Given text Start Marker

# CS848: The art and science of empirical computer science

## Assignment: Visualization Project

**Description:** At a high-level, for this visualization project, I would like you to perform exploratory data analysis on a bibliometric dataset of your choice. From this exploration, I would like you to come up with one or more interesting observations or questions to ask. And then, I would like you to build a visualization that either "makes the points" or answers the questions that you posed.

### 1. Exploratory data analysis on a bibliometric dataset of your choice:


* The data set I chose is [DBLP](https://qlever.cs.uni-freiburg.de/dblp/jzdksf). 
* [DBLP](https://qlever.cs.uni-freiburg.de/dblp/jzdksf) allows you to run SPARQL queries to get bibliometrics about:
   * Papers
   * Their authors
   * The affiliation of the authors
   * Conferences in which those papers are published
   * etc.

### 2. Observations or questions to ask:
[CSRankings](https://csrankings.org/) provide **per institution** rankings for different CS fields.
We are interested in a similar ranking but **per country**.

More specifically, for **a given field** (for example: cloud), **What are the rankings by country?**


### How to answer this question?

[DBLP](https://qlever.cs.uni-freiburg.de/dblp/jzdksf) provides the backend information needed to execute SPARQL queries from any where.

The following function can excute a query that takes the parameters:
* keywords: a list of keywords that are used to determine the desired field. The titles of the returned papers will contain at least one of those keywords.
* conferences: a list of the conferences that we want to consider in our search.
* years: (from_year, to_year).

This query will return the following information:
* paper 
* title 
* author 
* conference 
* affiliation 
* year

In [2]:
from SPARQLWrapper import SPARQLWrapper, JSON
import pandas as pd
import matplotlib.pyplot as plt
from iso3166 import countries
import ipywidgets as widgets
from IPython.display import clear_output

def query(keywords, conferences, years):
    sparql = SPARQLWrapper("https://qlever.cs.uni-freiburg.de/api/dblp")
    sparql.setReturnFormat(JSON)

    sparql.setQuery(f"""
    PREFIX dblp: <https://dblp.org/rdf/schema#>
    SELECT ?paper ?title ?author ?conference ?affiliation ?year WHERE {{
      ?paper dblp:title ?title .

Given text End Marker
Information provided Start Marker

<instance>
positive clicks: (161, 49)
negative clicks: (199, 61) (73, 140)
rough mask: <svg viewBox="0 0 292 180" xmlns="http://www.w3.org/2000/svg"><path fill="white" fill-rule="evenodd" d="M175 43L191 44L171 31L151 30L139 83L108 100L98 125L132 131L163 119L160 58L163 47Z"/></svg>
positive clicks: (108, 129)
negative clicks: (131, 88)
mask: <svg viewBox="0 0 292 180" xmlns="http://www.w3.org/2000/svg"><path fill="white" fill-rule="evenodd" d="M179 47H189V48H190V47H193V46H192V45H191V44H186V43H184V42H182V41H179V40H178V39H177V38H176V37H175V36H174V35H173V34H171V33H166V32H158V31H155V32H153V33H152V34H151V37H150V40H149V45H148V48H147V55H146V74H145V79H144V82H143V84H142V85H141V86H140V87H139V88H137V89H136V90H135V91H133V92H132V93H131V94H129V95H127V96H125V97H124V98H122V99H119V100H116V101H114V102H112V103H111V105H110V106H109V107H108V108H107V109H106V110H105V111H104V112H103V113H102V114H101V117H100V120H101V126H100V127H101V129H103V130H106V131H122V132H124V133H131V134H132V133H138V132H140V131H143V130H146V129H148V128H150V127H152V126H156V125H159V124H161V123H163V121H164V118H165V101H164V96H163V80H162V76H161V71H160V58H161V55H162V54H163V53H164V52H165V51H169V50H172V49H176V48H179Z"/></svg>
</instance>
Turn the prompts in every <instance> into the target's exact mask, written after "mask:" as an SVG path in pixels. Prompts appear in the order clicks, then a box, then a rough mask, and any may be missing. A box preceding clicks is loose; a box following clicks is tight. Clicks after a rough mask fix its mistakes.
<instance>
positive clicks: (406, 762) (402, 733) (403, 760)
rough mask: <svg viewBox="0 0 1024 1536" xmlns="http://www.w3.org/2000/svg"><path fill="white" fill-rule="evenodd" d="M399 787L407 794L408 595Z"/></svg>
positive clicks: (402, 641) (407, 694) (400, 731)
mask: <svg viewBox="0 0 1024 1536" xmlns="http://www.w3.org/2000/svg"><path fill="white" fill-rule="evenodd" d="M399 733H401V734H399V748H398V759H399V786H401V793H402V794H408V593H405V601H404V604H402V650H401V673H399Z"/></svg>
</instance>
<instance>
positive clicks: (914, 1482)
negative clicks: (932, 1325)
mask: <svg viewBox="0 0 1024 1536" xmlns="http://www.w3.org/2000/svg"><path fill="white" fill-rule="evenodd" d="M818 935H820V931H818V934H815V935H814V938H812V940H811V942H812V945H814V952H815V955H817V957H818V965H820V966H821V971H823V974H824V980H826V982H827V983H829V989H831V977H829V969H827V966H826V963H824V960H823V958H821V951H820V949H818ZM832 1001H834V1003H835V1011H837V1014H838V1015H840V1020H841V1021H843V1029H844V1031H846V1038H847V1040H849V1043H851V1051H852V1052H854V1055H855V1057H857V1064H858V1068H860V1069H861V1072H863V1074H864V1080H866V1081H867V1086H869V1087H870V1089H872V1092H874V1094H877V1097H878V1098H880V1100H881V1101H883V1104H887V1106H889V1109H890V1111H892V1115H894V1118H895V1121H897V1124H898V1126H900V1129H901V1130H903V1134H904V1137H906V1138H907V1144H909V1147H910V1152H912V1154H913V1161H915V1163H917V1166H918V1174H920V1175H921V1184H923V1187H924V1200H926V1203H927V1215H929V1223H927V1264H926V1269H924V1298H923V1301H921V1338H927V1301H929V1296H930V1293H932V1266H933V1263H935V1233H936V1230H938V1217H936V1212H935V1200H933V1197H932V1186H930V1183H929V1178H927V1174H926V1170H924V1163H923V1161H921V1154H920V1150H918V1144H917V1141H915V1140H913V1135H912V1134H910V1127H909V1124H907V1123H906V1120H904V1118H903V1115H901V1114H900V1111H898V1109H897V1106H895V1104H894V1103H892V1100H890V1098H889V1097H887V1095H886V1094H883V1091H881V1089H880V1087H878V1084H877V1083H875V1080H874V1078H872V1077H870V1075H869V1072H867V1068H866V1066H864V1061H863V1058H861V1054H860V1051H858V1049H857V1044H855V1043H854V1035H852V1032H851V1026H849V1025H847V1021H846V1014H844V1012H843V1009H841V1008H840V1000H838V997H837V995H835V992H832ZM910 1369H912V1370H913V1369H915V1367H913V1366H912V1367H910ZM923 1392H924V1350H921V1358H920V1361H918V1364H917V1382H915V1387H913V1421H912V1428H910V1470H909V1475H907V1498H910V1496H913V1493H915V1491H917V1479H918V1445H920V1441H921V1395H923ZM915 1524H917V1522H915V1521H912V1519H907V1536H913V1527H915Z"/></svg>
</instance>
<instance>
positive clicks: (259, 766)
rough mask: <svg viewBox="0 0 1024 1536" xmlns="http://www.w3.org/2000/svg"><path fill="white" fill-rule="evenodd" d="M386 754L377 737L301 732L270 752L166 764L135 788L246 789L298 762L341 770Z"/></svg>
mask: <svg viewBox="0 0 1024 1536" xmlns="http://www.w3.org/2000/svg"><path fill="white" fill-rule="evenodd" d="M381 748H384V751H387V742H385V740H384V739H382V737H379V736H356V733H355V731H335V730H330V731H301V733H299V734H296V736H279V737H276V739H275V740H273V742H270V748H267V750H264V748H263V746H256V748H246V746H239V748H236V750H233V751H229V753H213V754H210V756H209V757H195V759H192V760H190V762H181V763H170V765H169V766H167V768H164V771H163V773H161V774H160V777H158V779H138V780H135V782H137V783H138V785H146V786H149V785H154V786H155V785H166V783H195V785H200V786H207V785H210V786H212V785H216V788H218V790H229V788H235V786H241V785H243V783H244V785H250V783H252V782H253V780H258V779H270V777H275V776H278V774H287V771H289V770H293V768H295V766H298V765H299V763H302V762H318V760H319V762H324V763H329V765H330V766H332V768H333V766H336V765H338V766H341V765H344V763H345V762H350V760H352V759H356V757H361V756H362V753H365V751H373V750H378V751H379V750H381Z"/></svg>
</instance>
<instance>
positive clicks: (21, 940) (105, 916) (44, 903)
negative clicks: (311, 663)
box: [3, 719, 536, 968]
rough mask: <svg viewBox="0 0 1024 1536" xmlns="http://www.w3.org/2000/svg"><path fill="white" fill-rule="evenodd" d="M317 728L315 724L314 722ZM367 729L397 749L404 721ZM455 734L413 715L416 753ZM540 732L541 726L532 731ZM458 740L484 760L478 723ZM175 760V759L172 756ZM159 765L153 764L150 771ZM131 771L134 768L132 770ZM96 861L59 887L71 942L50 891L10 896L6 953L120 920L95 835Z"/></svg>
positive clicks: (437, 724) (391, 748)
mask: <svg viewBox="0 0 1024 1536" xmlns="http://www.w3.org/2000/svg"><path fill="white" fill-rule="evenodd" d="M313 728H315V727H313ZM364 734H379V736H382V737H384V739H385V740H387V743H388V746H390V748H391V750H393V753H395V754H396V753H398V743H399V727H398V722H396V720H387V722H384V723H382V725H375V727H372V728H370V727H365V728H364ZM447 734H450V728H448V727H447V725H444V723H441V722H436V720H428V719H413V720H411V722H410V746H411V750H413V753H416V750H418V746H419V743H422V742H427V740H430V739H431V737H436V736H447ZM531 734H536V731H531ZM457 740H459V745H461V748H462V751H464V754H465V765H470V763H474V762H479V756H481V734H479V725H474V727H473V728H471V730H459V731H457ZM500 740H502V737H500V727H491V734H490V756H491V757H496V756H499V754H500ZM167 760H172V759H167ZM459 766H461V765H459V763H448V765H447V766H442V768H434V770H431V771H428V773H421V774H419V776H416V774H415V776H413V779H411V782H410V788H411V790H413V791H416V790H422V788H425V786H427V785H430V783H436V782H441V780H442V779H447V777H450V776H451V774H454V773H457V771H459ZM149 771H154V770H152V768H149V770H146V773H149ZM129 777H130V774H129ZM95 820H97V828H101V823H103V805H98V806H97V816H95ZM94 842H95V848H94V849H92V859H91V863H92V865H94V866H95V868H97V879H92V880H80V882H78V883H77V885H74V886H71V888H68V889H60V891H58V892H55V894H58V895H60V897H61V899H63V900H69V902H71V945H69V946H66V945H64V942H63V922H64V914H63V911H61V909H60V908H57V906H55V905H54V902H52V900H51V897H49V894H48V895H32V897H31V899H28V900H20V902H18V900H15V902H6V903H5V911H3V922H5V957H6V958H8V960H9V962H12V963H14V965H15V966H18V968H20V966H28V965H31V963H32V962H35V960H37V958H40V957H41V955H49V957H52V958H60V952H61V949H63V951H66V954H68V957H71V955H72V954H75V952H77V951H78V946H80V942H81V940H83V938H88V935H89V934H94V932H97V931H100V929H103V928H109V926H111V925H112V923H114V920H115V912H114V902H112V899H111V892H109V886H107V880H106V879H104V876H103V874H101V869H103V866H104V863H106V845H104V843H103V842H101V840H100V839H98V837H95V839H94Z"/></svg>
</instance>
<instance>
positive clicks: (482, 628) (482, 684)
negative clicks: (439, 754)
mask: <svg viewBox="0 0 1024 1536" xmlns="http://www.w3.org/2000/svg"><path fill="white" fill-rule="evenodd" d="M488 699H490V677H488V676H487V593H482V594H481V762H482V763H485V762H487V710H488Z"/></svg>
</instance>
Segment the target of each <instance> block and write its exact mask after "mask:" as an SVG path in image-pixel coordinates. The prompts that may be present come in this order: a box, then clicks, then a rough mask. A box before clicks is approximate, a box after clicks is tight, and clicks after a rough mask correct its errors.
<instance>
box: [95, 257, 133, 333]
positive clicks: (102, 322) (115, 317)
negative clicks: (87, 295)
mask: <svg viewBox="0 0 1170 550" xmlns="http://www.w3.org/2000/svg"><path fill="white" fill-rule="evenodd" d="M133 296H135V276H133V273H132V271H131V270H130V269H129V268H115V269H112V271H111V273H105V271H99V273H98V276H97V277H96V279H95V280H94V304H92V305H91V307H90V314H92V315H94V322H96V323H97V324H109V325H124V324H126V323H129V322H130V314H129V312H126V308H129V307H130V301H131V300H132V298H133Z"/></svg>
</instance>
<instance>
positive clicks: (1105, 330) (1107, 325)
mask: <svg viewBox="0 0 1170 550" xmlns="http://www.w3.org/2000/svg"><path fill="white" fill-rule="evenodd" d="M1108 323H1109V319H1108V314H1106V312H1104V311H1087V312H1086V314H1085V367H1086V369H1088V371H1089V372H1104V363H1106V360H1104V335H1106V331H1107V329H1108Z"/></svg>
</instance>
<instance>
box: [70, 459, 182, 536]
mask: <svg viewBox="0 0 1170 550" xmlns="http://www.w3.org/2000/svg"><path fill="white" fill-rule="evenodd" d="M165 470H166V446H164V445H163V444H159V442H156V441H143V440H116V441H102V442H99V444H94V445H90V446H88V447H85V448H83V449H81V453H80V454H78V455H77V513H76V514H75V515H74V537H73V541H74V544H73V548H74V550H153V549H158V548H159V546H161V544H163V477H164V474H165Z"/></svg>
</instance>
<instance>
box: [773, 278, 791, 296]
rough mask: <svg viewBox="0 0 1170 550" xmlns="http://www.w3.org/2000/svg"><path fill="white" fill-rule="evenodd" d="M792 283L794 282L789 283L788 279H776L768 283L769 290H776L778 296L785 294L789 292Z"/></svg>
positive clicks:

Information provided End Marker

* _Work instruction A_: In the CS848 visualization assignment, which dataset was chosen for the exploratory analysis?
* _Work instruction B_: Continue the CS848 visualization assignment from the point where it stops.
None of the data is needed here.

* _Task result A_: DBLP.

* _Task result B_:
      ?paper dblp:publishedIn ?conference .
      ?paper dblp:yearOfPublication ?year .
      ?paper dblp:authoredBy ?author .
      ?author dblp:affiliation ?affiliation . 
      FILTER REGEX(?title, "{'|'.join(keywords)}") .
      FILTER REGEX (?conference , "{'|'.join(conferences)}") .
      FILTER (?year >= "{years[0]}") .
      FILTER (?year <= "{years[1]}") .
    }}
    """
    )
    query_res = sparql.queryAndConvert()

    cols = query_res['head']['vars']
    rows = []
    for res in query_res['results']['bindings']:
        row = []
        for col in cols:
            if col in res:
                row.append(res[col]['value'])
            else:
                row.append("")
        rows.append(row)


But, the returned information does not contain the country!

We need to find a way to detect it from the affiliation. This function checks if the last part in the affiliation represents a country according to the [iso3166](https://pypi.org/project/iso3166/) standard. 


In [None]:
def country(aff):
    res = "Cannot tell"
    if "," in aff:
        # If the country is mentioned in the affiliation,
        # it will usually after the last ",".
        candidate = aff.split(",")[-1]
        # Clean the extracted name
        if candidate.startswith("The"):
            candidate = candidate.replace("The", "")
        candidate = candidate.strip()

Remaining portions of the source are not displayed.